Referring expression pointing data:
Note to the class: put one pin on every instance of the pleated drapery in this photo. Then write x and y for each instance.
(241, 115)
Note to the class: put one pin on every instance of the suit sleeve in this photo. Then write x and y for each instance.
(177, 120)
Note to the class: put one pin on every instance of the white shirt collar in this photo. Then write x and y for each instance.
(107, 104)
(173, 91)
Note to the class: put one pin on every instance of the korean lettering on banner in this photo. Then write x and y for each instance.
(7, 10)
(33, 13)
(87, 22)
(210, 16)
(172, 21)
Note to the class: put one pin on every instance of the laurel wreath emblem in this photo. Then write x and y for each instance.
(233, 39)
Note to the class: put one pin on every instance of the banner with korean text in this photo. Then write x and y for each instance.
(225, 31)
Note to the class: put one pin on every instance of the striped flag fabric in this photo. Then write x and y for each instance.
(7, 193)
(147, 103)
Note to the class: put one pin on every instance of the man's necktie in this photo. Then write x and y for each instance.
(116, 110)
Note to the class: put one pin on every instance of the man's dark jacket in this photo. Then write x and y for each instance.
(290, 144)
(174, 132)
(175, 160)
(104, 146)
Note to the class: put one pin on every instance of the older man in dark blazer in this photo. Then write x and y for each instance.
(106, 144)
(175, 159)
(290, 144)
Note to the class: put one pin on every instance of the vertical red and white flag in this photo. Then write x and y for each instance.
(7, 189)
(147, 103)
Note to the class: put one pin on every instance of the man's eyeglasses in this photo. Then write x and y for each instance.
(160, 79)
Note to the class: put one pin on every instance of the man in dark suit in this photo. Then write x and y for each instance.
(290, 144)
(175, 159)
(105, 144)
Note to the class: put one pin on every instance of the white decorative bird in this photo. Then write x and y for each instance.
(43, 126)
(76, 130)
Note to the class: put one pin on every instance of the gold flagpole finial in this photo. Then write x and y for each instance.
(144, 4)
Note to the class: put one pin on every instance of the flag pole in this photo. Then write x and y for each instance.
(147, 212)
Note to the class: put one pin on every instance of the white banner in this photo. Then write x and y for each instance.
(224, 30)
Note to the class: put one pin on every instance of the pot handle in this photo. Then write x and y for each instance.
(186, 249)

▸ **How to complete this task**: Reproduce the line containing "the man's necktie" and every line after it. Stop at the last line of the records, and add nothing.

▸ **Solution to the exercise**:
Note to the class: put one pin on every instance of the man's necktie in this photo. Then write x and y for each instance.
(116, 110)
Note to the class: put one pin on every instance of the man's dark jacket in this photo. Then write x and y for each instance.
(290, 144)
(174, 132)
(175, 160)
(104, 146)
Note to the class: put one pin on every instance of the older man in dark blazer in this photo. Then write x and y for each instance.
(106, 144)
(175, 159)
(290, 144)
Note to the class: put one pin on every instance of the vertical red and white flag in this photo. Then write x and y for each instance.
(7, 189)
(147, 103)
Note to the class: put one pin on every instance of the man's eyeglasses in this photo. Then write x and y for each instance.
(160, 79)
Note to the class: put one pin on every instance of the man in dark suit in this photo. Then write x and y for each instance.
(290, 144)
(175, 159)
(105, 144)
Note to the class: put one pin on every instance of the white decorative bird in this photo. Then write x and y for each instance.
(43, 126)
(76, 130)
Note to the class: put one pin on every instance of the gold flagpole finial in this photo. Then write x and y for each instance.
(144, 4)
Note to the class: put one pin on every instance of the flag pole in this photo. Then write x and y for each instance.
(147, 212)
Note to the class: put one pin on every instance of the white banner in this photo. Then write x and y for each instance.
(224, 30)
Note to the class: put one pin on every instance of the pot handle in this photo. Then write x and y for each instance.
(186, 249)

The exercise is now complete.